Among the entries, which lines carry the string "white"? Copy each of them.

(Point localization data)
┄┄┄┄┄┄

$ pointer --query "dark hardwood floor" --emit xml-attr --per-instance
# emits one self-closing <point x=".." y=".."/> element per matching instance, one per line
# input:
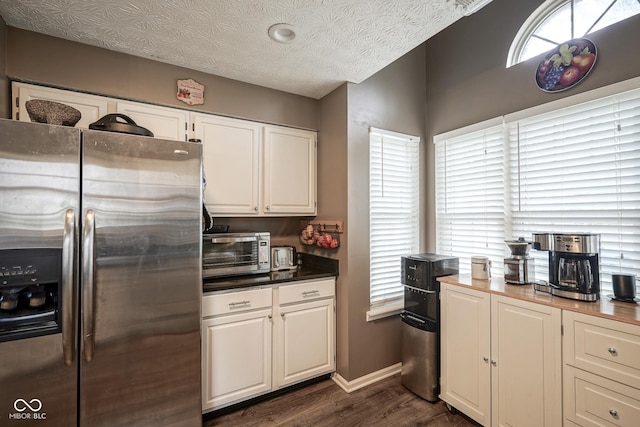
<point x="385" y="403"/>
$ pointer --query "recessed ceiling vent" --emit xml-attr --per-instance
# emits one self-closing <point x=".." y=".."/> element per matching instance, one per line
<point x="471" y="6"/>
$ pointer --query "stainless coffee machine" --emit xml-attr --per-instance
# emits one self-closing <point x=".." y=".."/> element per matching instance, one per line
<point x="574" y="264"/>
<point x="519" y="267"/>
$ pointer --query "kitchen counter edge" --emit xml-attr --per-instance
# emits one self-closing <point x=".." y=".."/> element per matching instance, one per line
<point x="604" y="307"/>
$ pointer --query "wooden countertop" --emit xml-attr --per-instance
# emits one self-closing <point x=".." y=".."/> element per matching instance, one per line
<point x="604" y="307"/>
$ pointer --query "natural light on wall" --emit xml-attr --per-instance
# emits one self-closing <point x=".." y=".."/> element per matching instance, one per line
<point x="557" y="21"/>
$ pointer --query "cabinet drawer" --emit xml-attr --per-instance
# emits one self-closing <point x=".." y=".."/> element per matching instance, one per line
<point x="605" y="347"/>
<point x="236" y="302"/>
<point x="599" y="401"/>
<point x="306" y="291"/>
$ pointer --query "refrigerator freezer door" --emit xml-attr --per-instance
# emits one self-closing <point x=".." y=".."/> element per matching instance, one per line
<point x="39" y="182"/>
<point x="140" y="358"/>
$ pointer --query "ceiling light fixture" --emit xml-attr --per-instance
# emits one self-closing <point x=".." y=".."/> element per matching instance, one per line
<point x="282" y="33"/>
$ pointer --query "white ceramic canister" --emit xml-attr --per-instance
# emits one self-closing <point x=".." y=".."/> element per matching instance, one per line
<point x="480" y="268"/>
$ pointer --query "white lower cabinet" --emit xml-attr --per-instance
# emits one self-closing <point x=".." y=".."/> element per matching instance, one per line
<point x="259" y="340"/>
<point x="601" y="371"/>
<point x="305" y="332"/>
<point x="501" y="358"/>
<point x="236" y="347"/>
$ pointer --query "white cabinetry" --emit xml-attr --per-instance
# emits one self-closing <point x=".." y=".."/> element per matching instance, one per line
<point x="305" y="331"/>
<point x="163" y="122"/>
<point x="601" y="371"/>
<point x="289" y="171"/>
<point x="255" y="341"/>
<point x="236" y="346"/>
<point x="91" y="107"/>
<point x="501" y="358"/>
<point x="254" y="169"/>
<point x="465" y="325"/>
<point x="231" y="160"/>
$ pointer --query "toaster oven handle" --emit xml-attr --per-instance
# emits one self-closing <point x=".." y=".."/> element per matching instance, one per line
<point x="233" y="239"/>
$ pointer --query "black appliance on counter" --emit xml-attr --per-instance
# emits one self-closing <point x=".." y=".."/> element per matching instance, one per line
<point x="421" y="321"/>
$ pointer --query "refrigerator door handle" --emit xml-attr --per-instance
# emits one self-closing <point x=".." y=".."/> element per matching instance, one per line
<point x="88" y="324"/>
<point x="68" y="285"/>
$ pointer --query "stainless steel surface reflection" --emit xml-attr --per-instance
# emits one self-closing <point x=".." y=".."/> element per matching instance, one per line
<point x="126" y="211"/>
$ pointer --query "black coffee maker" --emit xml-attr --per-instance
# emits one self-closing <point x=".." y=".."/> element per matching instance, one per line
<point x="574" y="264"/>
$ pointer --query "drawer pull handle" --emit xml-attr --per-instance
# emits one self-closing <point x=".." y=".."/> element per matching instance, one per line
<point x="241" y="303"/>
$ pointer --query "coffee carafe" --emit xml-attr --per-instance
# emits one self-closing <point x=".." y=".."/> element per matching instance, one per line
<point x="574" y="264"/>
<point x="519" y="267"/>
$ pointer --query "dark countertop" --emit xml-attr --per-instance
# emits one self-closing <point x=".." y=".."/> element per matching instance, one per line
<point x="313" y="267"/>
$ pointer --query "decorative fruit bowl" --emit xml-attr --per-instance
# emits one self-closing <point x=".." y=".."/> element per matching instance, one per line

┄┄┄┄┄┄

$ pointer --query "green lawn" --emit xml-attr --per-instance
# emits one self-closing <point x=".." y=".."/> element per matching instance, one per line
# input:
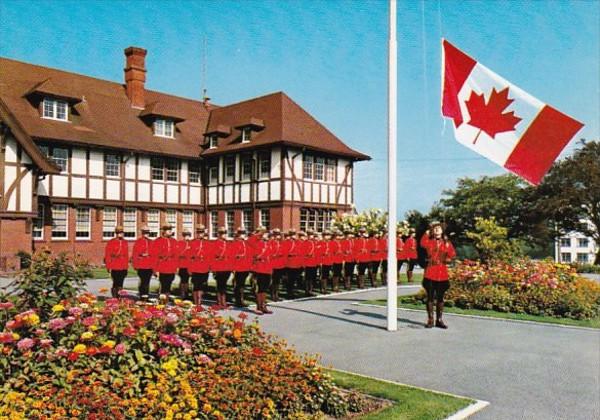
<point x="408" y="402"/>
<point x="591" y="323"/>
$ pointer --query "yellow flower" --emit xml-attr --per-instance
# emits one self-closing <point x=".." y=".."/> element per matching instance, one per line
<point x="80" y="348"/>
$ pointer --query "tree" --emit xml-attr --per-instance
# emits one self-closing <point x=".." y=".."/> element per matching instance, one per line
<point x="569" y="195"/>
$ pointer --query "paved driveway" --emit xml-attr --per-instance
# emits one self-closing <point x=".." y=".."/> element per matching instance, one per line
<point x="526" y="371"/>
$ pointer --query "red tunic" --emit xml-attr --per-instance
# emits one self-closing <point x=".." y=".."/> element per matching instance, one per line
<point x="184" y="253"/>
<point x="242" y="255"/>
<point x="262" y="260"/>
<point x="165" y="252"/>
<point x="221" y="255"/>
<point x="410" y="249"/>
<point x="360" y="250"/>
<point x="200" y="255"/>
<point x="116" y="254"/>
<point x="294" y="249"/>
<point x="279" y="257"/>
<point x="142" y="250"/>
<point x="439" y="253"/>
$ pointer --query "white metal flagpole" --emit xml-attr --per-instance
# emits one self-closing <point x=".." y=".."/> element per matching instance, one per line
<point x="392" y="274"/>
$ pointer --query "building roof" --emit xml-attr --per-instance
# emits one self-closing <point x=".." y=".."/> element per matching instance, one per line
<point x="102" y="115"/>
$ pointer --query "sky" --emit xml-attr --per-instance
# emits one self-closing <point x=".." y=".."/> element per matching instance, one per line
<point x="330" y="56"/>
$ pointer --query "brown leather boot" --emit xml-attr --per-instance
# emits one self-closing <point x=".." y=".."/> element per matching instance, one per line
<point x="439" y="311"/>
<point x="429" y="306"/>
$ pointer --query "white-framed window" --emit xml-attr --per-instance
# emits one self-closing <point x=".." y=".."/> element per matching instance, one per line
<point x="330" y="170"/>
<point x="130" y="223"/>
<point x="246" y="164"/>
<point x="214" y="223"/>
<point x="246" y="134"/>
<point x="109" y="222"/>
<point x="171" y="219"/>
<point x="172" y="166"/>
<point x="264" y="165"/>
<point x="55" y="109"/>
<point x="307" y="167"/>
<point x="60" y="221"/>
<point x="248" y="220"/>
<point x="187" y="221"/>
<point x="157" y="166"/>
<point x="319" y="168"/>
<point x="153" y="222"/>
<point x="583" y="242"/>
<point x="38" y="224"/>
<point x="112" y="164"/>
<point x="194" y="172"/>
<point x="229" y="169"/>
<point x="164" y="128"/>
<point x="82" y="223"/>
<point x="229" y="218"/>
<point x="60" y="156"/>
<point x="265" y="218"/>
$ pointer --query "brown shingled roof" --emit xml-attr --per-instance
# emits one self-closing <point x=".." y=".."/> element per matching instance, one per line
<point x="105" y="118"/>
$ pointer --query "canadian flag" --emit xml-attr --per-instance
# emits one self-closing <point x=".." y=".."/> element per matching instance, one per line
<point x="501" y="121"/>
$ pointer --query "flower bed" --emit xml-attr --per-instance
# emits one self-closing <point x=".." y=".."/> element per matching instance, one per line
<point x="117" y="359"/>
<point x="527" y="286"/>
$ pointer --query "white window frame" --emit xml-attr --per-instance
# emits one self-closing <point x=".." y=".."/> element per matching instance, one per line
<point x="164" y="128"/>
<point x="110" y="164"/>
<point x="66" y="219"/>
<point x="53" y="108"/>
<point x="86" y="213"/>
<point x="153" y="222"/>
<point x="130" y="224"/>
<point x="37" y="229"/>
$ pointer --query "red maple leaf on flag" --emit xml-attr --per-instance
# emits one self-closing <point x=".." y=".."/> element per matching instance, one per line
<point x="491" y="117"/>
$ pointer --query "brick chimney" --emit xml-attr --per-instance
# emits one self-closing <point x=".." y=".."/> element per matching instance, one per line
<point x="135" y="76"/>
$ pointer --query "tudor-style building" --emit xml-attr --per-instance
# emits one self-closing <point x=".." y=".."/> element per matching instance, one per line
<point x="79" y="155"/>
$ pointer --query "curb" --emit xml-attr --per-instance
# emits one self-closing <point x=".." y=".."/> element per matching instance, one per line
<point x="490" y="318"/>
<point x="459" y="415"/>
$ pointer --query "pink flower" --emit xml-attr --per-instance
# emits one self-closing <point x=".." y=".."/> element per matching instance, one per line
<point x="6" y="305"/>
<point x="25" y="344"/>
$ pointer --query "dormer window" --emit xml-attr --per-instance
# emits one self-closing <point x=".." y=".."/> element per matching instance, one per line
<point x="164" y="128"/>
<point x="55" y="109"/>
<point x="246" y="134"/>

┄┄┄┄┄┄

▶ EXPECTED ANSWER
$ pointer --query "white ceramic canister" --emit xml-attr --per-instance
$ pointer --query "white lower cabinet" --emit xml-attr --per-instance
$ pointer --query "white cabinetry" --emit xml-attr --per-instance
$ pointer --query "white metal flagpole" --emit xml-attr --per-instance
$ pointer --query "white-framed window" --emit xml-attr --per-instance
$ pointer --query "white window frame" --emit xml-attr --per-instance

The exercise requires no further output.